- [What you are asked to do]:
Copy the data from the line containing "of the person" through the end, requests included, and add 108 to every coordinate in the answers.

════════════════

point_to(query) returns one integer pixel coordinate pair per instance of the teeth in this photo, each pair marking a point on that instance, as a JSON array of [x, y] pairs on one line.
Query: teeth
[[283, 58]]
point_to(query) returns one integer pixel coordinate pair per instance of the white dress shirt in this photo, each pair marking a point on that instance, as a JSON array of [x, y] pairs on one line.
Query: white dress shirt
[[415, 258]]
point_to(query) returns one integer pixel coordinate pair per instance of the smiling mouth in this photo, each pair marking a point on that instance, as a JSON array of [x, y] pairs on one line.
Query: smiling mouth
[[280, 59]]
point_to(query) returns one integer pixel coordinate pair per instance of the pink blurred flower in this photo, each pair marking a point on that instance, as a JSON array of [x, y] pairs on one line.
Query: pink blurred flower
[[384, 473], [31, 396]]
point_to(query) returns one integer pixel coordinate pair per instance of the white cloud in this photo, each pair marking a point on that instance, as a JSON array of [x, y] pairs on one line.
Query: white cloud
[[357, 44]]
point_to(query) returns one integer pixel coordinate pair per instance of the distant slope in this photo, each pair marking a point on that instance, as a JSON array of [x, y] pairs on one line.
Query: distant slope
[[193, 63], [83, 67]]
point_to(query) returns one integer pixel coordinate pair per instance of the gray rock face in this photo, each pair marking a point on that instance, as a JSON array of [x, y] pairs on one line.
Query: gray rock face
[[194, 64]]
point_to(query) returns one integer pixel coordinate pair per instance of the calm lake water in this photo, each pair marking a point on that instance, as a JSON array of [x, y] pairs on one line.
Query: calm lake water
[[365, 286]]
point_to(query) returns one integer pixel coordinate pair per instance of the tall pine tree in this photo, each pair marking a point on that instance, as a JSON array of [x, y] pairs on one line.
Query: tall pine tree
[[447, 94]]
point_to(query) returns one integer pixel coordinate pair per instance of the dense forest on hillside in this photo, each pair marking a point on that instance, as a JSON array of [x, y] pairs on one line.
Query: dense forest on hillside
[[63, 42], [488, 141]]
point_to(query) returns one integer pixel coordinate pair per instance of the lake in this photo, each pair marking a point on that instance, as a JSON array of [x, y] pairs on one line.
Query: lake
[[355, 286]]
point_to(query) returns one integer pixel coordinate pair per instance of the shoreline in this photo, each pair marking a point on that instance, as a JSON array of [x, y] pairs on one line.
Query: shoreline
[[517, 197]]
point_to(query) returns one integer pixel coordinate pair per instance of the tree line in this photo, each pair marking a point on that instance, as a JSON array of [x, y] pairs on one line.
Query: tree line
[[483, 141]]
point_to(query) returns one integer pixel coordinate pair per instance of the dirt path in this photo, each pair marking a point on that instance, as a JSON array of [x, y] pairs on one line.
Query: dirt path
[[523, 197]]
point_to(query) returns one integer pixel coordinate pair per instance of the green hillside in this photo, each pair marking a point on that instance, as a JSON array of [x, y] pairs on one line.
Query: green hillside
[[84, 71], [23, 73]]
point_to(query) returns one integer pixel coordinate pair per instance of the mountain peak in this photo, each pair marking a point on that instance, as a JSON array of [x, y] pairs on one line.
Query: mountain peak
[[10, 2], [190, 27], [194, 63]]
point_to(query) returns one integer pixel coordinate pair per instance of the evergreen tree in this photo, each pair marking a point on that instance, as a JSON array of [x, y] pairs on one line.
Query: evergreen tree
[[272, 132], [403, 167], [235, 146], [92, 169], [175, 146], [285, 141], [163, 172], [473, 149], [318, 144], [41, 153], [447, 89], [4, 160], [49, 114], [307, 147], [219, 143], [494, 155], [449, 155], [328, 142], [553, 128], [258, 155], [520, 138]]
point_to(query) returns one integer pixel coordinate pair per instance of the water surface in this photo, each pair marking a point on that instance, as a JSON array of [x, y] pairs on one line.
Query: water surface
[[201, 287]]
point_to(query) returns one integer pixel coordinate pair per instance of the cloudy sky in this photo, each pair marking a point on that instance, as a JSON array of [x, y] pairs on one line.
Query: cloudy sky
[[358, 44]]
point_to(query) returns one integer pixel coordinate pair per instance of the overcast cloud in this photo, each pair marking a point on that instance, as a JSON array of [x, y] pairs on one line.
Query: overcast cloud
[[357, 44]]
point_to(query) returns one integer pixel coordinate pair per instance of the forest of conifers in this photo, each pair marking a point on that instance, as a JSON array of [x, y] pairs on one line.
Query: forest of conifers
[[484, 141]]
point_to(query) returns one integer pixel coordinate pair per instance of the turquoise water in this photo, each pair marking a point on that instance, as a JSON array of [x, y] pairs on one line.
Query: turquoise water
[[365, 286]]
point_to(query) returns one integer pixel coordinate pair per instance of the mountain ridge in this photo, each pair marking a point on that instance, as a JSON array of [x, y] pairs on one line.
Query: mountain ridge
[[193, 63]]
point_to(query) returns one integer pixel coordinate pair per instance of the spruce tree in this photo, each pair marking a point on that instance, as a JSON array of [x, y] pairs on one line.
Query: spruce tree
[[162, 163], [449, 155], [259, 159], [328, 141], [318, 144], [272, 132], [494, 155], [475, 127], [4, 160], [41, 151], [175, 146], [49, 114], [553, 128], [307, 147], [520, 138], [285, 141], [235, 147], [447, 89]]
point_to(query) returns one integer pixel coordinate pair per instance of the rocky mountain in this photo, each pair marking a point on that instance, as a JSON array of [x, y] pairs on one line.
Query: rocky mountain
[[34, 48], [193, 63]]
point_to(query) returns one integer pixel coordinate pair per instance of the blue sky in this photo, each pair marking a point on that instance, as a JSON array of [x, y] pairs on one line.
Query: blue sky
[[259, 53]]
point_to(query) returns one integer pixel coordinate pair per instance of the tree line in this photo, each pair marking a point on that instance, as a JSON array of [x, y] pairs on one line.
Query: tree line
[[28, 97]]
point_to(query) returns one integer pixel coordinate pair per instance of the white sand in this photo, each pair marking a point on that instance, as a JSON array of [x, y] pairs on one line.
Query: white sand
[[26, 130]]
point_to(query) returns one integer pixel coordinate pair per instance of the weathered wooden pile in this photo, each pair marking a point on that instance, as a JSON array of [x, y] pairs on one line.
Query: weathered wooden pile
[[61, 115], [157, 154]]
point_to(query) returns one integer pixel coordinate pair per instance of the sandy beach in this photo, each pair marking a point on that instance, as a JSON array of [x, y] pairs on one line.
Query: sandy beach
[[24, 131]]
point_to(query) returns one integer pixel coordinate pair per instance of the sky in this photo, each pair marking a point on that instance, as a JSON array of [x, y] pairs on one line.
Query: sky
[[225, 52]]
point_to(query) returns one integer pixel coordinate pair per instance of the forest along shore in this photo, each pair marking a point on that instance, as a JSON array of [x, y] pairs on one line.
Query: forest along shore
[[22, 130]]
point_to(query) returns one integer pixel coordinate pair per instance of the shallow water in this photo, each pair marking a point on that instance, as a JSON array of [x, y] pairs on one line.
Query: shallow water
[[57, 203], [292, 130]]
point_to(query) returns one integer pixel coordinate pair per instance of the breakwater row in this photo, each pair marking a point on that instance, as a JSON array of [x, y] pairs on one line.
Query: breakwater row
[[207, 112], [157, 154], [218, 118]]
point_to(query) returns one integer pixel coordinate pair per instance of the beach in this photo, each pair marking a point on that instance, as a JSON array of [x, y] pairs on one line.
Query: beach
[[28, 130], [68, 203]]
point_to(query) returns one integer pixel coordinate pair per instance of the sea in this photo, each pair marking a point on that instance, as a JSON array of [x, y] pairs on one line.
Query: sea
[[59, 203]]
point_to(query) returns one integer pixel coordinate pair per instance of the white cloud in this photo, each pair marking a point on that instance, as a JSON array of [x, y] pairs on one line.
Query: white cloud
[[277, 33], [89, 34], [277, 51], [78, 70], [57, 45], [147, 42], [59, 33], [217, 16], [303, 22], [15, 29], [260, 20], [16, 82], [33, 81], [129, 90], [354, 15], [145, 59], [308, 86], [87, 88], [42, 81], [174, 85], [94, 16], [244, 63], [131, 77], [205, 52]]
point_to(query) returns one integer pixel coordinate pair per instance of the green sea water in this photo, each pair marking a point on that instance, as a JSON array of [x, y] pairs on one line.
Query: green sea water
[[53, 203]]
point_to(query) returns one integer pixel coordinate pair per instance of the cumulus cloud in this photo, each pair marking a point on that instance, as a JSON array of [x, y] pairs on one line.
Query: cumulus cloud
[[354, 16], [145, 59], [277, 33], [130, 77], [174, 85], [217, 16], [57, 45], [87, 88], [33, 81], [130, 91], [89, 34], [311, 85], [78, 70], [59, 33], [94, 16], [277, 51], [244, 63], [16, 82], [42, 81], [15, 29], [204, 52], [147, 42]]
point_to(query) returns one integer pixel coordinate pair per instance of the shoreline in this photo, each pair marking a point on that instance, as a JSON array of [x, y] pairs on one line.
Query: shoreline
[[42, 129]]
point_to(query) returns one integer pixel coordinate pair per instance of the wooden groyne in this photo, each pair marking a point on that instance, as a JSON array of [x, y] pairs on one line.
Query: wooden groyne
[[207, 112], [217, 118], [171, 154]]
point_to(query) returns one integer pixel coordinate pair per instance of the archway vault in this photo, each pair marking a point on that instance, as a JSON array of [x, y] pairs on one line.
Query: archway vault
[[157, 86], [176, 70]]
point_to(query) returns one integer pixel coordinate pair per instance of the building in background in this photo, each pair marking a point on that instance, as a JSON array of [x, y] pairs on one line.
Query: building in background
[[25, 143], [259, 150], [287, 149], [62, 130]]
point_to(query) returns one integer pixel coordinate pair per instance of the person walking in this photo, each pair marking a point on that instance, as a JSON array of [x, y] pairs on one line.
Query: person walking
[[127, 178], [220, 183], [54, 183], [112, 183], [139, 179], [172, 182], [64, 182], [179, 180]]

════════════════

- [Solution to this task]:
point_to(query) returns one integer pixel coordinate pair per instance of the person walking in this photo, each pair marking a point on that instance, as a JSON array of [x, y] pairs on one line.
Query: person walking
[[235, 286], [328, 291], [162, 291], [220, 291], [247, 287], [280, 290], [172, 290], [287, 288]]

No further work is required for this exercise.